What is needed>
Can you transcribe the data exactly? Leave the pictures out.

[Region pointing data]
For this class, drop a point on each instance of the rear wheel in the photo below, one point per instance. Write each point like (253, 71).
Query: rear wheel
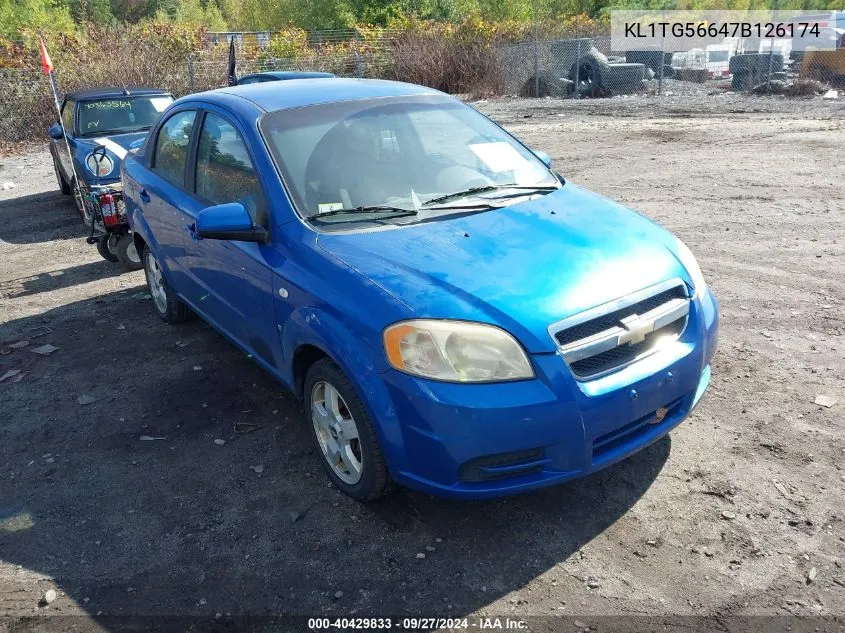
(344, 433)
(168, 306)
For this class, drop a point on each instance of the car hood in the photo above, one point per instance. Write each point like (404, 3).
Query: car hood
(522, 267)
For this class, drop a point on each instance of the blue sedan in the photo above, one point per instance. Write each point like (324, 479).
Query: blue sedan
(455, 316)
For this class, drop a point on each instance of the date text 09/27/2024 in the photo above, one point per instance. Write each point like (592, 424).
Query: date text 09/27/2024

Answer to the exercise>
For this class, drop a point on each instance of the rear wheel in the photo below, one point per instance. Write each point like (253, 71).
Query: rear wheel
(344, 433)
(168, 306)
For this class, drop a point on each instance of the car hood in the photo above, one point per instance. Write each point like (404, 3).
Query: car hood
(522, 267)
For this class, drop a point on each instance of the blue sedan in the photo above, one point per instance. Write each point like (324, 479).
Query: blue sedan
(455, 316)
For this class, drop a point on each instance of the date text 09/27/2024 in the photo above, one point per instance. Write each point like (592, 424).
Query: date text 09/27/2024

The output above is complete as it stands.